Statistical analysis

Baseline characteristics of participants between education levels were compared using 1-way ANOVA test, the χ2 test, and the Kruskal–Wallis test, as appropriate. Kaplan–Meier estimate was used to compute cumulative incidents of incident stroke by education levels and the difference in assessment was compared using the log-rank test. We used Cox hazard regression models to explore the association between education level and incident stroke. Time of follow-up was defined as the time from visit 1 to outcomes, loss to follow-up, death, or 31 December 2014, whichever occurred first. The initial model adjusted for age, race and gender. The second model further adjusted for diabetes, creatine, HDL-c, LDL-c, triglyceride, glucose, blood platelet, use of statin, aspirin, and anticoagulant drug. The final model further adjusted for income. In order to explore the potential heterogeneity of the association between education and stroke, pre-specified subgroup analyses were performed by gender, age, race, smoking status, drinking status, BMI, and creatine. We investigated the interaction by fitting the variables*education term to the final model and P for interaction was examined by the likelihood ratio test. We would accept a P-value of > 0.1 to determine results that are similar between subgroups. Cox hazard regression models were also used to assess the association between education level and ischemic stroke and hemorrhagic stroke separately.

TASK REQUIREMENTS →
• A. Condense the paragraph of the statistical analysis section that begins "Baseline characteristics of participants" into a shorter version or a list, keeping its main facts.
• B. Carry on the statistical analysis section above, starting after its final sentence.

THE DATA →
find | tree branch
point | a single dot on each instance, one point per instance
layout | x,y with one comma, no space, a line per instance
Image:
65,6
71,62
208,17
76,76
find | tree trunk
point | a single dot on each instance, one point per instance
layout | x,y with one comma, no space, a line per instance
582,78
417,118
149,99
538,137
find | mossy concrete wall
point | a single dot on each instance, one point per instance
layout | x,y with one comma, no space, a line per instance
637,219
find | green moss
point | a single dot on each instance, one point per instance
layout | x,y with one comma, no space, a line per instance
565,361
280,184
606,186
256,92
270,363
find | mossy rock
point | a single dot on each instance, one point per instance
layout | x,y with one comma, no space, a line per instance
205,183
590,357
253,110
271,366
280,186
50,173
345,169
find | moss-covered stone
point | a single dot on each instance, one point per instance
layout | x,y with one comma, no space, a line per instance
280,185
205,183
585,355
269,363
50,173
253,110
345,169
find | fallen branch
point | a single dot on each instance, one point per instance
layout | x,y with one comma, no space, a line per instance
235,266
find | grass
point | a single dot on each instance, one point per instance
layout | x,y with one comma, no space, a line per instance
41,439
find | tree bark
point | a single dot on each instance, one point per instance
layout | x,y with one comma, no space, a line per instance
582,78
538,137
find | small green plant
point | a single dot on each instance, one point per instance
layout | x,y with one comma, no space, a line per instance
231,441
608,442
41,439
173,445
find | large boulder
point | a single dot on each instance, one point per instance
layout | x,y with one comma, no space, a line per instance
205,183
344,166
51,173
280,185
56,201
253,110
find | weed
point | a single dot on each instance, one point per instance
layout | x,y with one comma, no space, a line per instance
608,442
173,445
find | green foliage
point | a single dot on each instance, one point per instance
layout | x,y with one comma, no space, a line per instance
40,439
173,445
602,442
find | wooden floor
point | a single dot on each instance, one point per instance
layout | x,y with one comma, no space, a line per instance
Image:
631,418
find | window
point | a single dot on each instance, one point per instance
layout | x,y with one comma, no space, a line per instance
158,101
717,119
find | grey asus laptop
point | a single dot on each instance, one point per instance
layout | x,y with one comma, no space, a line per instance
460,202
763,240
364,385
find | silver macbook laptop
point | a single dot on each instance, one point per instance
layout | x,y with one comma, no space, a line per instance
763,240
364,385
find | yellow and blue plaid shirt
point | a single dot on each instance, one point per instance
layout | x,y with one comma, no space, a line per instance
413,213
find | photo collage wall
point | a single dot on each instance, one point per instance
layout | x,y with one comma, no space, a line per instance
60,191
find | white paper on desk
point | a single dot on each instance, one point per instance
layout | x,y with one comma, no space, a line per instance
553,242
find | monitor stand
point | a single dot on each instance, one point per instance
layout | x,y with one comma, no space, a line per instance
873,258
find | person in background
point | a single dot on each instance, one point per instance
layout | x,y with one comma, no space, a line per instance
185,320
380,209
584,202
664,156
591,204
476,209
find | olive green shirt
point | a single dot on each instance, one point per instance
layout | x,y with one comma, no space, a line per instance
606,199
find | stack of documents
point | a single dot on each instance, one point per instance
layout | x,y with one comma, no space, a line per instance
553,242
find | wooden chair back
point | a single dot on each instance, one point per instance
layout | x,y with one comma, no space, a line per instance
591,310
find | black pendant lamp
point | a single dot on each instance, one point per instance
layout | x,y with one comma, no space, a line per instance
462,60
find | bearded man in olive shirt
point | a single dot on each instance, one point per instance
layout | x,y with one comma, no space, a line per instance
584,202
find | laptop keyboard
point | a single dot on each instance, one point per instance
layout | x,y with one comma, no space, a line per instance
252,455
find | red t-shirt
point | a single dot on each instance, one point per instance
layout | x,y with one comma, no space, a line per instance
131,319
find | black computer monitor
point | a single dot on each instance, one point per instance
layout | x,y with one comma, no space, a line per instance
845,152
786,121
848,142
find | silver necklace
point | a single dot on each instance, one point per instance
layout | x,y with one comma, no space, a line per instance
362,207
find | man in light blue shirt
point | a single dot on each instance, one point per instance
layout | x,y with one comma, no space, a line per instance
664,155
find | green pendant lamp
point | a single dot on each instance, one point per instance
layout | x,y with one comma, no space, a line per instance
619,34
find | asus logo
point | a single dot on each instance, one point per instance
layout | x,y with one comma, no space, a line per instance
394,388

RESPONSES FOR EACH TASK →
• A.
- Baseline characteristics across education levels were compared with 1-way ANOVA, the χ2 test, or the Kruskal–Wallis test, as appropriate.
- Kaplan–Meier estimates gave the cumulative incidence of stroke by education level, and the log-rank test compared the differences.
- Cox hazard regression models tested the association between education level and incident stroke. Follow-up ran from visit 1 to the outcome, loss to follow-up, death, or 31 December 2014, whichever came first.
- Model adjustments were built up in three steps:
  - The first model adjusted for age, race, and gender.
  - The second model added diabetes, creatine, HDL-c, LDL-c, triglyceride, glucose, blood platelet, and use of statin, aspirin, and anticoagulant drugs.
  - The final model added income.
- Pre-specified subgroup analyses covered gender, age, race, smoking status, drinking status, BMI, and creatine.
  - Interaction was tested by adding a variables*education term to the final model, with a likelihood ratio test.
  - A P-value > 0.1 meant results were similar between subgroups.
- Cox models also assessed education level against ischemic stroke and hemorrhagic stroke separately.

• B.
For MR analysis, the association of each SNP with education was weighted by its association with total stroke, ischemic stroke, and hemorrhagic stroke, and estimates were combined using an IVW method38. Several sensitivity analyses were carried out, including (1) the leave-one-out analysis, in which one SNP, in turn, was removed to evaluate the impact of outlying SNPs; (2) funnel plots, in which the estimate for a particular SNP was plotted against its precision, and asymmetry in the funnel plot indicated violations of the assumption through horizontal pleiotropy; (3) the weighted median method, which gives accurate estimates if at least 50% of the instrumental variables are valid; (4) the weighted mode method, which clusters the SNPs into groups based on the similarity of causal effects, and returns the causal effect estimate based on the cluster that has the largest number of SNPs39, and (5) MR-Egger regression, which can detect and adjust for pleiotropy40. The strength of the instrumental variables was assessed using the F-statistic. All reported odds ratios (ORs) with their 95% confidence intervals (CIs) are scaled to 1 SD (3.6 years) increase in education. All statistical tests were 2-sided. The threshold of statistical significance for the analyses of 58 or 70 SNPs by Bonferroni correction was P < 0.0009 or 0.0007 ([P < 0.05]/58 SNPs, [P < 0.05]/70 SNPs,); statistical test for the MR analyses of three types of strokes were considered statistically significant at P < 0.05.